▶ _EXERCISE BRIEF_
Your reply should contain only the line with "Keypoint placement for each instance of the text 'senior" and the lines after it through the end of the data, each written out exactly.

Items from a dataset

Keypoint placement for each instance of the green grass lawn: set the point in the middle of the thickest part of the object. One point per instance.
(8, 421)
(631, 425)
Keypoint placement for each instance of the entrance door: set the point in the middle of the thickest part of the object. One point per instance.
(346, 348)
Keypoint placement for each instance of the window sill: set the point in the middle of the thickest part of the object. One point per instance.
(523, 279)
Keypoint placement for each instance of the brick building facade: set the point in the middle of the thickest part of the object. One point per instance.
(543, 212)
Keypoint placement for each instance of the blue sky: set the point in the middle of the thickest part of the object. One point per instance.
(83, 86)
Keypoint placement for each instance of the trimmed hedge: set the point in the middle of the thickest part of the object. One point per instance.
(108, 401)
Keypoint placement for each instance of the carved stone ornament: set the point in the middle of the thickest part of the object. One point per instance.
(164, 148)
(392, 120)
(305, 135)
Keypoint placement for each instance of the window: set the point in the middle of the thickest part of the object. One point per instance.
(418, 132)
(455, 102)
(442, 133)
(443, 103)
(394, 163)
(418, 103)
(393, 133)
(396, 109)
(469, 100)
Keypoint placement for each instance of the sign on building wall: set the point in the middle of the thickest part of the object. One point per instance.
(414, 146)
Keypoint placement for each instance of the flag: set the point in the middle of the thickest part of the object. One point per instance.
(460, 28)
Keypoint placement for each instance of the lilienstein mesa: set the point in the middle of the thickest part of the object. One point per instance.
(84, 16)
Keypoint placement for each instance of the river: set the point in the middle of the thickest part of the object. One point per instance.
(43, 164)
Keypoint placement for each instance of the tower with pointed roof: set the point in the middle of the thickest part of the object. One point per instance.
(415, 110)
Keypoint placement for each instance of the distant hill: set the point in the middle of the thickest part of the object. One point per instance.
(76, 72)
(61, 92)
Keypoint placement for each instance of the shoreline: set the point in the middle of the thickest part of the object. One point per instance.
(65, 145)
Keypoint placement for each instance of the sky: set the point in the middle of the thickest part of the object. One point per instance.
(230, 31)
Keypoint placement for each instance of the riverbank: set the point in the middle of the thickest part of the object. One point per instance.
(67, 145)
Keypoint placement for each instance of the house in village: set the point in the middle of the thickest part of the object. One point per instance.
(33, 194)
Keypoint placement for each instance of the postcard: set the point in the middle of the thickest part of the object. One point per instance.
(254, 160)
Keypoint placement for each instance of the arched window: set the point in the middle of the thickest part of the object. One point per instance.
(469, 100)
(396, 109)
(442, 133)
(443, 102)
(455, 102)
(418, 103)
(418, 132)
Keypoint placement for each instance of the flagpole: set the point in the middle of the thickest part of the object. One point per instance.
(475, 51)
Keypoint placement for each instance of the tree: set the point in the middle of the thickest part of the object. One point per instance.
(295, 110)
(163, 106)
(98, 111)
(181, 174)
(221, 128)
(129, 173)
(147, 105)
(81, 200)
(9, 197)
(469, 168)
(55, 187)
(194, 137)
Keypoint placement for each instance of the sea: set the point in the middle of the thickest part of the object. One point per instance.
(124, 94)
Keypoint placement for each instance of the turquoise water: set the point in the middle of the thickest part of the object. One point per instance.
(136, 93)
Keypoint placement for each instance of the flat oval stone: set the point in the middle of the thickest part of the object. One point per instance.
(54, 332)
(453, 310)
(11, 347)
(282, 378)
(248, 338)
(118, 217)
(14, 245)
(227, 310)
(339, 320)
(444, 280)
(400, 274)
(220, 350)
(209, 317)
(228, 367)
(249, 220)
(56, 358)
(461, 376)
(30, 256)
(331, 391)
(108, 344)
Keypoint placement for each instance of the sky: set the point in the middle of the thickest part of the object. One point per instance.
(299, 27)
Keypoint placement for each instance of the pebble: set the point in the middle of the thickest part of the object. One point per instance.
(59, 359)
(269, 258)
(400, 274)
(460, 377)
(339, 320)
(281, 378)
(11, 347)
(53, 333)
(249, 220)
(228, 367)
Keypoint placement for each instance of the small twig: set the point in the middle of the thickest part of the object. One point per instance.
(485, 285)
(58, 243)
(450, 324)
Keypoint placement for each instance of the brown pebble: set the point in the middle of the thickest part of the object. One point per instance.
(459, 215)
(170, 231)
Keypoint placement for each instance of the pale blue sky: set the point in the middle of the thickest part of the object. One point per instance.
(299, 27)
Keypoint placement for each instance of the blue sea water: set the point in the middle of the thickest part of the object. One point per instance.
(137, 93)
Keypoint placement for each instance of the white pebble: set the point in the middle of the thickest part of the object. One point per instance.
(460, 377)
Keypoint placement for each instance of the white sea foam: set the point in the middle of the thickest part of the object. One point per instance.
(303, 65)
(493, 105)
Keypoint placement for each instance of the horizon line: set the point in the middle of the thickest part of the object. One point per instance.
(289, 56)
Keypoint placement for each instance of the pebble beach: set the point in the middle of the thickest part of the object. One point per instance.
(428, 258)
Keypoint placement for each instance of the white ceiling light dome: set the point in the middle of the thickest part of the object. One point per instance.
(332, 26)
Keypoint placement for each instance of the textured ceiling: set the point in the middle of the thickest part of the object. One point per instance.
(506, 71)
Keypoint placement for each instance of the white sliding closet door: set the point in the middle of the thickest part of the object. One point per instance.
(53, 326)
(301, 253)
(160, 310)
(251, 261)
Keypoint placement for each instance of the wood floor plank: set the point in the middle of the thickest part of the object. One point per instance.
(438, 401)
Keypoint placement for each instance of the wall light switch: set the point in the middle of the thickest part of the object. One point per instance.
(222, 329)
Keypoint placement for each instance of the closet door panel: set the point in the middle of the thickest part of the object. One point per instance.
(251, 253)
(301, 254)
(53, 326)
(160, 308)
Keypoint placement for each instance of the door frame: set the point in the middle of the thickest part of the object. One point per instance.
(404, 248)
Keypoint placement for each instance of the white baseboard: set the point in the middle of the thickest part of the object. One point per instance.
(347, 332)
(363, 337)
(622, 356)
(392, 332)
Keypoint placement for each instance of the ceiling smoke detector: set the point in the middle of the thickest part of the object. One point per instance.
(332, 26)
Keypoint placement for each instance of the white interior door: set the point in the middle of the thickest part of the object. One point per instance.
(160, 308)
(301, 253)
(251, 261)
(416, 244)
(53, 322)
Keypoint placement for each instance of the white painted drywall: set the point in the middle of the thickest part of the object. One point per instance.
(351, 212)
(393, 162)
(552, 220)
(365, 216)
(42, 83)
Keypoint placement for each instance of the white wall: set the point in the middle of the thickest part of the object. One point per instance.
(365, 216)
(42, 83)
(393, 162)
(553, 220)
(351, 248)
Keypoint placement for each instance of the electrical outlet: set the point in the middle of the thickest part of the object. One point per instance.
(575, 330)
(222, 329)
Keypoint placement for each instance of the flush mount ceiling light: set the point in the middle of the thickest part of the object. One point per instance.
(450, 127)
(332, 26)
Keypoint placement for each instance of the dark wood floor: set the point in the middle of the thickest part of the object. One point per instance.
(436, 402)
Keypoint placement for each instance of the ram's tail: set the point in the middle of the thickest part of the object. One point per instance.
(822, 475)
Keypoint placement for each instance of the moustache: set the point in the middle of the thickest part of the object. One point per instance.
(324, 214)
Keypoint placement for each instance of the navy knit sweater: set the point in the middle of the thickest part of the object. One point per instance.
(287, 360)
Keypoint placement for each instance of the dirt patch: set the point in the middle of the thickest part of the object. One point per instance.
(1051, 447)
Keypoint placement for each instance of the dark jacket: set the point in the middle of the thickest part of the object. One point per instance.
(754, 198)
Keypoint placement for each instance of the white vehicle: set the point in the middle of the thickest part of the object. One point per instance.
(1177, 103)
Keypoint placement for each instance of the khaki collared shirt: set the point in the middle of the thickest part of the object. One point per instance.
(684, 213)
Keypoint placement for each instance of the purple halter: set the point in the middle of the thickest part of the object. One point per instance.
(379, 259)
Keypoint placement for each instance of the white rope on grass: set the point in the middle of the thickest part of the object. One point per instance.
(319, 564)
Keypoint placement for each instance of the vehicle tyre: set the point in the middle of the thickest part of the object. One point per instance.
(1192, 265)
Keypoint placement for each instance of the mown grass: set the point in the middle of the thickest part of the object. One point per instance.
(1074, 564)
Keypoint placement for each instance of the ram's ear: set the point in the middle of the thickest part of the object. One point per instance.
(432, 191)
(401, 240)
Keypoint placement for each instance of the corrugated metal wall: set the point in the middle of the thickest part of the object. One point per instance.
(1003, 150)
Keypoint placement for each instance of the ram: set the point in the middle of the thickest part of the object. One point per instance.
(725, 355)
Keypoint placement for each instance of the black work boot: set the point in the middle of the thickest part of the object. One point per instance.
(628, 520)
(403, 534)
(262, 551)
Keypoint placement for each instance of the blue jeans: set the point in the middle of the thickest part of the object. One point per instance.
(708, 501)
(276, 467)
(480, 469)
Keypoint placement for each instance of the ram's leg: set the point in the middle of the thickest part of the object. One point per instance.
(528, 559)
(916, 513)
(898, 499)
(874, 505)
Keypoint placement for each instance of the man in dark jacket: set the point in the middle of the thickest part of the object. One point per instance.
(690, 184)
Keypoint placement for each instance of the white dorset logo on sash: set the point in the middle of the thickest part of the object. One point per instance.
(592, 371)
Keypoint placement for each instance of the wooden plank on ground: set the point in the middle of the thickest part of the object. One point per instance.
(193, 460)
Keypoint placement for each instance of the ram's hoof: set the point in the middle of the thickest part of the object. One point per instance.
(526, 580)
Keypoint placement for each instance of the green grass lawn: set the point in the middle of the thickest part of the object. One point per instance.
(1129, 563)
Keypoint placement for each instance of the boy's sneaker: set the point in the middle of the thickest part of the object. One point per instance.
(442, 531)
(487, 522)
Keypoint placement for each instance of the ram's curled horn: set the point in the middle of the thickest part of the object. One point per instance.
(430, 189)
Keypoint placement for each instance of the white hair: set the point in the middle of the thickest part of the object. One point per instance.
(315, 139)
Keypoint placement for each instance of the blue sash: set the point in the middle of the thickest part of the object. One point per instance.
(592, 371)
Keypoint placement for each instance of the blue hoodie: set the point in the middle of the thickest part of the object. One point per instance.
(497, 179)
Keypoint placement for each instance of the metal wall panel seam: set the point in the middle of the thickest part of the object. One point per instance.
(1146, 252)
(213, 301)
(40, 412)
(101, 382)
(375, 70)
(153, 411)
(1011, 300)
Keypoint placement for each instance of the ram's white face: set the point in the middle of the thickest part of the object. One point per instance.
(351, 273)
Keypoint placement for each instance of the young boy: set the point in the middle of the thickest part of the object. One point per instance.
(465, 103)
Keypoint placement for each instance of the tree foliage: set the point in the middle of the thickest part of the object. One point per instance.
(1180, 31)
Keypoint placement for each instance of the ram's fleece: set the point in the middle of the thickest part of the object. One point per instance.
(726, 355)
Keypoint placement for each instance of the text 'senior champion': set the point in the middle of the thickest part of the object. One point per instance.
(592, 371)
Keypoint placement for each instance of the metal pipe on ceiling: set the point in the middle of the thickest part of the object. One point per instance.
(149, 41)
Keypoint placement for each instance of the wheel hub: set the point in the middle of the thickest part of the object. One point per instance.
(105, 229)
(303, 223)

▶ _EXERCISE SOLUTION_
Keypoint placement for each instance of the text 'senior champion': set the point in the middle of the thickest part of the object. One point per instance.
(592, 371)
Keypoint placement for each instance of the metal pipe on ceiling: set the point in the middle of the thickest part of the object. One point per instance.
(149, 41)
Keypoint placement for each instance of the wheel hub: set the point in the middle of the thickest part of the object. One point per instance.
(105, 229)
(303, 223)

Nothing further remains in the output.